■ Input for this task:
_ _ _ _ _
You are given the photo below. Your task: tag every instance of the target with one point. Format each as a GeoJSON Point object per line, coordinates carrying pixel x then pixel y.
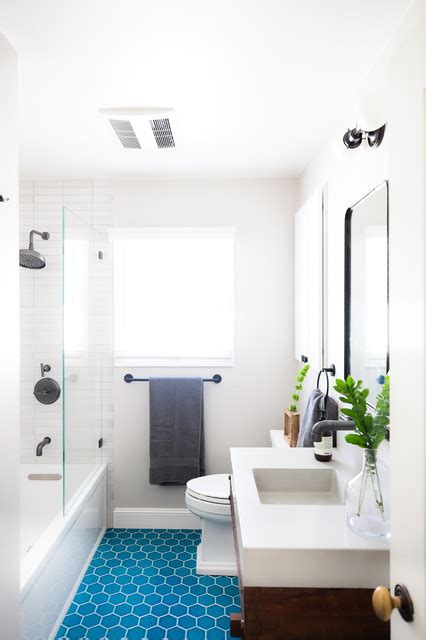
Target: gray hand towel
{"type": "Point", "coordinates": [312, 416]}
{"type": "Point", "coordinates": [176, 430]}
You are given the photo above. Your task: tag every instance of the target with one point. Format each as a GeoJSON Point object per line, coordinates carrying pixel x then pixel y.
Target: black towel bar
{"type": "Point", "coordinates": [129, 378]}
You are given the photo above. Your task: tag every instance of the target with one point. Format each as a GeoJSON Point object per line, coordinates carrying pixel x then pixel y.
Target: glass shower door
{"type": "Point", "coordinates": [82, 423]}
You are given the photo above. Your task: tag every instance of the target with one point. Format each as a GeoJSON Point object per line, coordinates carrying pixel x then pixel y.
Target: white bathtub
{"type": "Point", "coordinates": [55, 548]}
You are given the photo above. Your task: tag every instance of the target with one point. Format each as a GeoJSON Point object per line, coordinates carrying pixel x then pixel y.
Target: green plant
{"type": "Point", "coordinates": [299, 386]}
{"type": "Point", "coordinates": [370, 430]}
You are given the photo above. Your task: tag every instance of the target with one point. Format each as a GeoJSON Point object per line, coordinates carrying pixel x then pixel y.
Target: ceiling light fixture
{"type": "Point", "coordinates": [353, 138]}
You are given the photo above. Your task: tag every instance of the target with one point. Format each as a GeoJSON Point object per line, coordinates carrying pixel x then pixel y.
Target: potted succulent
{"type": "Point", "coordinates": [291, 415]}
{"type": "Point", "coordinates": [367, 506]}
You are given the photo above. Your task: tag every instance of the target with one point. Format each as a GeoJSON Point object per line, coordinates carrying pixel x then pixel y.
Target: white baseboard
{"type": "Point", "coordinates": [150, 518]}
{"type": "Point", "coordinates": [215, 568]}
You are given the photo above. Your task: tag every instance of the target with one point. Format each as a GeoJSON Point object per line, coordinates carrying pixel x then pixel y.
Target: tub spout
{"type": "Point", "coordinates": [43, 443]}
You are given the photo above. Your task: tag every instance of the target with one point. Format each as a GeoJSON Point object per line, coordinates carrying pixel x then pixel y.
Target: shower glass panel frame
{"type": "Point", "coordinates": [81, 353]}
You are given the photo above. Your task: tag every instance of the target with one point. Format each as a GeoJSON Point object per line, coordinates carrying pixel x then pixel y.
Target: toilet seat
{"type": "Point", "coordinates": [213, 489]}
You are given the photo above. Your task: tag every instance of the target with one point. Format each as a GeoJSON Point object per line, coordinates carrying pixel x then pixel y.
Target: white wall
{"type": "Point", "coordinates": [9, 347]}
{"type": "Point", "coordinates": [397, 85]}
{"type": "Point", "coordinates": [253, 393]}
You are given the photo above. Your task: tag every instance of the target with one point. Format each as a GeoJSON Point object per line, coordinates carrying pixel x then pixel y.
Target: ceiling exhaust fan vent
{"type": "Point", "coordinates": [163, 133]}
{"type": "Point", "coordinates": [125, 133]}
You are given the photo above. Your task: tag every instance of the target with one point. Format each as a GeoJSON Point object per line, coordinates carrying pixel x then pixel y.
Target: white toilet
{"type": "Point", "coordinates": [208, 498]}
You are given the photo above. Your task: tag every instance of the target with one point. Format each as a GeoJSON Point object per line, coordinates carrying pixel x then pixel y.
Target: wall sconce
{"type": "Point", "coordinates": [353, 138]}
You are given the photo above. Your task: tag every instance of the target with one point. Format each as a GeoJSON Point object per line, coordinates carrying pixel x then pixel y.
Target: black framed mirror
{"type": "Point", "coordinates": [367, 289]}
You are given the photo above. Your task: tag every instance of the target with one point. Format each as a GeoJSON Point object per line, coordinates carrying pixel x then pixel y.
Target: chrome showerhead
{"type": "Point", "coordinates": [31, 259]}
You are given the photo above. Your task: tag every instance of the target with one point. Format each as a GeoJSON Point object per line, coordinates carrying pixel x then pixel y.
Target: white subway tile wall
{"type": "Point", "coordinates": [90, 416]}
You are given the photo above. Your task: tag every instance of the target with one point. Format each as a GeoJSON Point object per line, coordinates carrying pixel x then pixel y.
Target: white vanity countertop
{"type": "Point", "coordinates": [295, 544]}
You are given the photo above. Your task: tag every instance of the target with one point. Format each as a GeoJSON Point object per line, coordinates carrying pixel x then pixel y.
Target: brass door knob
{"type": "Point", "coordinates": [384, 603]}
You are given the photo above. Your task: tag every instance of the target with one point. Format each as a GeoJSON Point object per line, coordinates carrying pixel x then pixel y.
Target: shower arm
{"type": "Point", "coordinates": [45, 235]}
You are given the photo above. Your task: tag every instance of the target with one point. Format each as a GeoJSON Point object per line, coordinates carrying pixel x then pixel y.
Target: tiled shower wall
{"type": "Point", "coordinates": [41, 205]}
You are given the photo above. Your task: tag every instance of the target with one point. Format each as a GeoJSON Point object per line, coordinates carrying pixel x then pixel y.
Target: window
{"type": "Point", "coordinates": [173, 296]}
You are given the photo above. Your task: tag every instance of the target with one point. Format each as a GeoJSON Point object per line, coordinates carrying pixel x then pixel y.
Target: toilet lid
{"type": "Point", "coordinates": [210, 488]}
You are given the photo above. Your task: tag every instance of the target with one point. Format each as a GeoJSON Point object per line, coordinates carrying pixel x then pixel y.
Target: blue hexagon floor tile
{"type": "Point", "coordinates": [142, 584]}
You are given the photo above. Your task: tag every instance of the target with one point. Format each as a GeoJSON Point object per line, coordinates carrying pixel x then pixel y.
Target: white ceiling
{"type": "Point", "coordinates": [256, 84]}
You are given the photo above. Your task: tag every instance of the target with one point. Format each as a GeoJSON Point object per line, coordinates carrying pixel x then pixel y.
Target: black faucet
{"type": "Point", "coordinates": [43, 443]}
{"type": "Point", "coordinates": [330, 425]}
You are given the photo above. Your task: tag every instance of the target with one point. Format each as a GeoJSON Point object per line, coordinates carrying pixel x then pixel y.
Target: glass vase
{"type": "Point", "coordinates": [367, 499]}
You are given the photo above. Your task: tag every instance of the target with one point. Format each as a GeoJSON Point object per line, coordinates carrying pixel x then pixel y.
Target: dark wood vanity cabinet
{"type": "Point", "coordinates": [283, 613]}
_ _ _ _ _
■ Instruction:
Reproduce the whole listing word for word, setting aside any pictures.

■ Answer in full:
You are given the photo below. Your task: tag every instance of the target with one point. Format each as a GeoJSON Point object per line, coordinates carrying pixel x then pixel y.
Target: gray hand towel
{"type": "Point", "coordinates": [312, 416]}
{"type": "Point", "coordinates": [176, 430]}
You are given the photo above. Your task: tag every instance of the target with one point. Format each as a GeoJSON Point object per line, coordinates carrying pixel x then pixel y.
Target: black towel bar
{"type": "Point", "coordinates": [129, 378]}
You are given the photo above. Your task: tag every instance of the target with one point. Format each as a GeoJSON Point object per line, coordinates carrying pixel x then pixel y.
Target: glass shower door
{"type": "Point", "coordinates": [82, 423]}
You are given the photo above. Your task: tag every instance of the target with one point. Format each as a GeoJSON Point object per line, coordinates carrying pixel x then pixel y.
Target: white bathtub
{"type": "Point", "coordinates": [55, 548]}
You are given the photo above. Your task: tag every instance of the target with one point. Format each as a GeoJSON Point object per line, coordinates carrying pixel x then pixel y.
Target: green plant
{"type": "Point", "coordinates": [299, 386]}
{"type": "Point", "coordinates": [370, 430]}
You are given the photo above. Your task: tag every instance of the target with one point. Format each as a GeoJSON Point object per line, coordinates carrying pixel x then pixel y.
Target: ceiling light fixture
{"type": "Point", "coordinates": [353, 138]}
You are given the photo above. Your task: tag every instance of the target with one point. Format each as a GeoJSON Point object per line, coordinates carrying pixel x then pixel y.
Target: potted succulent
{"type": "Point", "coordinates": [291, 415]}
{"type": "Point", "coordinates": [367, 506]}
You are given the photo above. Your task: tag every instance of the target with one point. Format each as a GeoJSON Point object per line, coordinates carrying pixel x then pixel y.
Target: white baseboard
{"type": "Point", "coordinates": [150, 518]}
{"type": "Point", "coordinates": [215, 568]}
You are given the photo above. Your task: tag every instance of the target with one point. Format each as a GeoJSON Point object per line, coordinates carrying pixel x then pixel y.
Target: tub spout
{"type": "Point", "coordinates": [43, 443]}
You are given the photo above. Your task: tag every instance of the target with one point. Format each as a GeoJSON Point object per line, coordinates carrying pixel x then pixel y.
Target: shower glass panel frame
{"type": "Point", "coordinates": [81, 353]}
You are given the photo above. Your task: tag every instance of the target with one point. Format each as a GeoJSON Point object per line, coordinates carrying pixel x then pixel y.
Target: toilet seat
{"type": "Point", "coordinates": [213, 489]}
You are given the photo above. Your task: tag every instance of the target with one point. Format each as a GeoJSON Point object per line, coordinates carrying pixel x then pixel y.
Target: white wall
{"type": "Point", "coordinates": [9, 347]}
{"type": "Point", "coordinates": [397, 85]}
{"type": "Point", "coordinates": [253, 393]}
You are given the photo above. Your task: tag every instance of the target with one point. Format each as a GeoJSON Point object per line, coordinates carrying pixel x then pixel y.
Target: ceiling exhaust fan vent
{"type": "Point", "coordinates": [163, 133]}
{"type": "Point", "coordinates": [125, 133]}
You are given the photo above. Your task: tag every instance of the target with one point. Format each as a GeoJSON Point object per line, coordinates carrying pixel x then pixel y.
Target: white toilet
{"type": "Point", "coordinates": [208, 498]}
You are given the photo above. Your task: tag every instance of the target with one point. Format each as a GeoJSON Point object per line, coordinates carrying pixel x then pixel y.
Target: wall sconce
{"type": "Point", "coordinates": [353, 138]}
You are given the photo above. Your task: tag every instance of the target with one point. Format each as a GeoJSON Point object per line, coordinates carrying pixel x then pixel y.
Target: black framed mirror
{"type": "Point", "coordinates": [367, 289]}
You are given the photo above. Your task: tag every instance of the target with one point. Format each as a GeoJSON Point object per line, coordinates carrying pixel x then pixel y.
Target: chrome showerhead
{"type": "Point", "coordinates": [31, 259]}
You are given the photo above. Your task: tag every instance of the target with one point. Format each as a GeoJSON Point object per line, coordinates carrying pixel x then pixel y.
Target: white subway tile wall
{"type": "Point", "coordinates": [90, 416]}
You are given the photo above. Your task: tag every instance of the target with one point. Format each as a GeoJSON Point object per line, coordinates carrying pixel x then pixel y.
Target: white vanity countertop
{"type": "Point", "coordinates": [295, 544]}
You are given the photo above. Your task: tag every instance of the target with one point. Format each as a GeoJSON Point object per line, coordinates carrying pixel x then pixel y.
Target: brass door knob
{"type": "Point", "coordinates": [384, 603]}
You are given the photo above. Your task: tag every instance of the target with one point. Format each as a GeoJSON Point object per line, coordinates carrying pixel x then pixel y.
Target: shower arm
{"type": "Point", "coordinates": [45, 235]}
You are given the photo above. Your task: tag every instance of the target with one point. Format each as a GeoJSON Point object per line, coordinates carrying pixel x then pixel y.
Target: tiled shower wall
{"type": "Point", "coordinates": [41, 205]}
You are given the photo above. Your task: tag every instance of the target with one point. Format each as a GeoJSON Point object per line, coordinates carrying pixel x then pixel y.
Target: window
{"type": "Point", "coordinates": [173, 296]}
You are given the photo above. Your task: tag every instance of the target with one point. Format each as a GeoJSON Point object per line, coordinates carrying pixel x then pixel y.
Target: toilet lid
{"type": "Point", "coordinates": [210, 488]}
You are given the photo above. Your task: tag every instance of the target with one point. Format each as a GeoJSON Point object per line, coordinates carrying pixel x then pixel y.
Target: blue hexagon floor tile
{"type": "Point", "coordinates": [142, 584]}
You are given the photo above. Your task: tag every instance of the target with one point. Format each as a GeoJSON Point object per line, coordinates carrying pixel x then pixel y.
Target: white ceiling
{"type": "Point", "coordinates": [256, 84]}
You are given the photo above. Your task: tag every instance of the target with one point. Format each as a GeoJSON Point object per line, coordinates carrying pixel x then pixel y.
Target: black faucet
{"type": "Point", "coordinates": [43, 443]}
{"type": "Point", "coordinates": [330, 425]}
You are given the photo above. Your task: tag every instance of the target with one point. Format each as a GeoJSON Point object per line, coordinates carrying pixel x then pixel y.
Target: glass vase
{"type": "Point", "coordinates": [367, 499]}
You are given the photo above. Your task: tag every instance of the target with one point. Format each as a GeoJSON Point object per line, coordinates carrying pixel x then pixel y.
Target: dark wood vanity cabinet
{"type": "Point", "coordinates": [283, 613]}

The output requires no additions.